Problem statement:
Pull every line from the listing below that contains the word "roof", copying each one in full.

[Begin]

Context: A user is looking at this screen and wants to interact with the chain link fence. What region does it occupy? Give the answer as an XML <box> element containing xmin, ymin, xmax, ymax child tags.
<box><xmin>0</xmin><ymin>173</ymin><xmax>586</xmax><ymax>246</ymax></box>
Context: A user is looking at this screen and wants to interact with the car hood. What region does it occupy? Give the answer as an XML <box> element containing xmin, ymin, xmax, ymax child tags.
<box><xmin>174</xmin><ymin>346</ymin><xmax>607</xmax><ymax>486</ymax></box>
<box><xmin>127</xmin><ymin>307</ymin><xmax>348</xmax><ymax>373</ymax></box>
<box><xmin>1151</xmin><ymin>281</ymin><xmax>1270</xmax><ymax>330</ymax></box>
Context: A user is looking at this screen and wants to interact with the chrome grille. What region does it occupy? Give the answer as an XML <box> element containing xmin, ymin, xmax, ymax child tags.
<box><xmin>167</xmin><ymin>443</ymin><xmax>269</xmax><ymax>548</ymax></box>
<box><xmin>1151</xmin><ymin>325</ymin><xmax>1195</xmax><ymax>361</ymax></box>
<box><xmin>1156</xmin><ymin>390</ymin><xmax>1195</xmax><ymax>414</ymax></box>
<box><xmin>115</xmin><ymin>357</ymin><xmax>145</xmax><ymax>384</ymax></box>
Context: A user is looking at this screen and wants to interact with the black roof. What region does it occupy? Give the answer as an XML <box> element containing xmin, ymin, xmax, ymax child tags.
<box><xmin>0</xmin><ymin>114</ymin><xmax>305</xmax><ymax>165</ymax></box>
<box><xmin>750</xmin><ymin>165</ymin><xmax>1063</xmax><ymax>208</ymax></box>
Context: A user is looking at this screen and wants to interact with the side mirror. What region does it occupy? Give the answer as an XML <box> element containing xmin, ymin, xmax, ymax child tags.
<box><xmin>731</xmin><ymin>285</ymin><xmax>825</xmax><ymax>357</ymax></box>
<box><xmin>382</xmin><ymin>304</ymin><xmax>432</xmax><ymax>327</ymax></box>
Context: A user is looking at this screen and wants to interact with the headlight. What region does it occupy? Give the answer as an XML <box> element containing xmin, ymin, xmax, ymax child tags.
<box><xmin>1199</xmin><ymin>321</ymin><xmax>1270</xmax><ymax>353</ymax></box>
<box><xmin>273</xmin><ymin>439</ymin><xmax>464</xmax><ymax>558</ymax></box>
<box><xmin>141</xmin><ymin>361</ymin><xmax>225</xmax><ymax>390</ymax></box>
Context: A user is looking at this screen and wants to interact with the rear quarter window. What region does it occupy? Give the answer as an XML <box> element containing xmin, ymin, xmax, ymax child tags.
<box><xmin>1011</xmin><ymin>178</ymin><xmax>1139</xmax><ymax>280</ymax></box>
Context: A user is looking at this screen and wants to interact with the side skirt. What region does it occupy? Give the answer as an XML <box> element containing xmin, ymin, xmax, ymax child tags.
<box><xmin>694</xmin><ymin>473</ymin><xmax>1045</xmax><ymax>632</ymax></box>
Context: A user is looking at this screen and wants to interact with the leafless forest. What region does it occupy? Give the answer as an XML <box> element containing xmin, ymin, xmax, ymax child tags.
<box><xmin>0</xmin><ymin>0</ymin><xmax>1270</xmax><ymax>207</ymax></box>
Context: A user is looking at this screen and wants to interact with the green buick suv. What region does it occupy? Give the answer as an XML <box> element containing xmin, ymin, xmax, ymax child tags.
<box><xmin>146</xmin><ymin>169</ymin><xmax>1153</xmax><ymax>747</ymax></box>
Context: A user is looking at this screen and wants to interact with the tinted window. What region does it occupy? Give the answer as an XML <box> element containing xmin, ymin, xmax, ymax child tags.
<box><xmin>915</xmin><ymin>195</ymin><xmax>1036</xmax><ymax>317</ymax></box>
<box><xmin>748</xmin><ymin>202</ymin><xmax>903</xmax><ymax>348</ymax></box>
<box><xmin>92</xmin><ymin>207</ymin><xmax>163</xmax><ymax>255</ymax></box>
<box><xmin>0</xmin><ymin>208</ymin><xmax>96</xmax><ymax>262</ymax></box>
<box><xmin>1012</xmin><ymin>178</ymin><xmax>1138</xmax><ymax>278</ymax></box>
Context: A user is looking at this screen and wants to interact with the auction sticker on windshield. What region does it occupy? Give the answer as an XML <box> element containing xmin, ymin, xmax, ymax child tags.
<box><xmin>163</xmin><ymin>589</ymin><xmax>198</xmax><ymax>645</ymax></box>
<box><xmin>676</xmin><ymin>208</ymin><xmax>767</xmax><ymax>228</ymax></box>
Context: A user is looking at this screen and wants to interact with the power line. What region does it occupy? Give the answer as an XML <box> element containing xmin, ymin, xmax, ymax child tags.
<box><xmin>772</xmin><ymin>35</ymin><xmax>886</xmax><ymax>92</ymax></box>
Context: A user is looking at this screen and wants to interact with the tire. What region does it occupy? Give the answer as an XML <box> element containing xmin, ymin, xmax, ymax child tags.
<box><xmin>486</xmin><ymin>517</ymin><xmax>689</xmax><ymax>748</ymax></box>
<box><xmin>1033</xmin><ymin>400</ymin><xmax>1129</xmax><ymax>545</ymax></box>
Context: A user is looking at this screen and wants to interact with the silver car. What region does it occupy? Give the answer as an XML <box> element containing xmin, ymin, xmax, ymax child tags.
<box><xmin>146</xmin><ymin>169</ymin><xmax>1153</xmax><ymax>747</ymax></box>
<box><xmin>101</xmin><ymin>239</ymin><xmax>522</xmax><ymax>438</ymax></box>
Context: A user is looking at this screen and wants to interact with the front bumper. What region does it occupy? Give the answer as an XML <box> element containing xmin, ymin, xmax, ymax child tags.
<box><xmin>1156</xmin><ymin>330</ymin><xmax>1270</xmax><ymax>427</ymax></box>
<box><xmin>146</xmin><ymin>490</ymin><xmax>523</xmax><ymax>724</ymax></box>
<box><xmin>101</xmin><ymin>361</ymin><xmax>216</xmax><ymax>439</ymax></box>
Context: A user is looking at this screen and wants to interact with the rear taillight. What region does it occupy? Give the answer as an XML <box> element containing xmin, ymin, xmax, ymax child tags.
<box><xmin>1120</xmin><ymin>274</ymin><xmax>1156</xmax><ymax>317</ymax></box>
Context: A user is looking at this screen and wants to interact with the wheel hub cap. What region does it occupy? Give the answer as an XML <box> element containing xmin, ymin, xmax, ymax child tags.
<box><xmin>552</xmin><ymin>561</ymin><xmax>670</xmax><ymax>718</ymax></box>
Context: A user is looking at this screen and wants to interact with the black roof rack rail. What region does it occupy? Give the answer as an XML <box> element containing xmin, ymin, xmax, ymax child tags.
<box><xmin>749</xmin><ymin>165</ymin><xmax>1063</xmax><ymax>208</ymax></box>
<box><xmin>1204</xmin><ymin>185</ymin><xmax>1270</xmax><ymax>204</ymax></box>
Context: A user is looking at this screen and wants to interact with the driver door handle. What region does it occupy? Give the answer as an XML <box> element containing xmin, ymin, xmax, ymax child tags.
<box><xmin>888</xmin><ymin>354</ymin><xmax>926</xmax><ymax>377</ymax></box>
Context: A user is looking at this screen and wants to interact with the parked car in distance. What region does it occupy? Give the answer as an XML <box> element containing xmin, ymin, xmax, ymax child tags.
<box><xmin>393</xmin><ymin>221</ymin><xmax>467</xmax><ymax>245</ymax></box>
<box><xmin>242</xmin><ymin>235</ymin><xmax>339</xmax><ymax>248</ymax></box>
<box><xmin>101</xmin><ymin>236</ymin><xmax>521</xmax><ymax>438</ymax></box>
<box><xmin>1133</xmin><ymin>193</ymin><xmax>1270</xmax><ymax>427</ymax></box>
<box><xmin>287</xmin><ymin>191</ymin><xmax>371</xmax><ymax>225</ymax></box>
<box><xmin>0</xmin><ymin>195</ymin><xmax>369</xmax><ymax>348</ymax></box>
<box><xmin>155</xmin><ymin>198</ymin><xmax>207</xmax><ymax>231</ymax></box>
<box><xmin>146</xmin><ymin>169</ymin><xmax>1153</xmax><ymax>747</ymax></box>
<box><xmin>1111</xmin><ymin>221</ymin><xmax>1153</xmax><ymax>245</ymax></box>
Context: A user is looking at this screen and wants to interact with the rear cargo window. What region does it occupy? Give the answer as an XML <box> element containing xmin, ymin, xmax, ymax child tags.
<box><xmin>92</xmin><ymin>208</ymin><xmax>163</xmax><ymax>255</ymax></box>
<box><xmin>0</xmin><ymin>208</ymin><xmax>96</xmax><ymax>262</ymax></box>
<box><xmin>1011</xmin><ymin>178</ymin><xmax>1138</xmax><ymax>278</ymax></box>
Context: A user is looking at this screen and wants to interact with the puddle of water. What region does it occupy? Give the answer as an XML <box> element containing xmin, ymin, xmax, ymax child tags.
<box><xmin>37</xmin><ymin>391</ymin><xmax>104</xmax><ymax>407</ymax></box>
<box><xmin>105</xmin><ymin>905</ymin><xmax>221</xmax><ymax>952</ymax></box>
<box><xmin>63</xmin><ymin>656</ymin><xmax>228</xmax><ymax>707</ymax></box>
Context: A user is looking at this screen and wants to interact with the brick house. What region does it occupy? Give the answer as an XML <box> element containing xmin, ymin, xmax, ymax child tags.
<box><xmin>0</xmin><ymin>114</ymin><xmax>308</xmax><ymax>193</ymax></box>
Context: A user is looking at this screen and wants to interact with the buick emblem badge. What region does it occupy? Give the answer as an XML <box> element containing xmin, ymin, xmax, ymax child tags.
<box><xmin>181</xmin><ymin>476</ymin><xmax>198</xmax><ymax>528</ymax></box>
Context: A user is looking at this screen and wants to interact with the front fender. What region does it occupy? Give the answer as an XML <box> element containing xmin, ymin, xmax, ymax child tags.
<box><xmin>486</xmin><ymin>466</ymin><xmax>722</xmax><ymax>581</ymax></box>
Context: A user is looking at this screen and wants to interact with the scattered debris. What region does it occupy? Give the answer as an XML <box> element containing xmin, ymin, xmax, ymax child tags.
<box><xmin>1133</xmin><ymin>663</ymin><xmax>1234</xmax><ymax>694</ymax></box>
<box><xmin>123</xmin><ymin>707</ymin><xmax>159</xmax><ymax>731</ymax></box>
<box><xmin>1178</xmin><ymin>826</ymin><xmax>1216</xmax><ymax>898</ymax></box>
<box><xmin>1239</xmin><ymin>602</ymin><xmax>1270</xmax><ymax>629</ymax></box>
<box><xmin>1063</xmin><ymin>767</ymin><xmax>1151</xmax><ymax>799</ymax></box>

[End]

Response below:
Context: A user is looking at this screen and wants to interact with the black roof. What region does it occupy? Give the answer as an XML <box> element containing xmin, ymin, xmax, ymax child tags.
Context: A user is looking at this screen and wants to interact with the black roof rack rail. What region does it occupy? Give the answer as an XML <box> element containing xmin, ymin, xmax, ymax child tags.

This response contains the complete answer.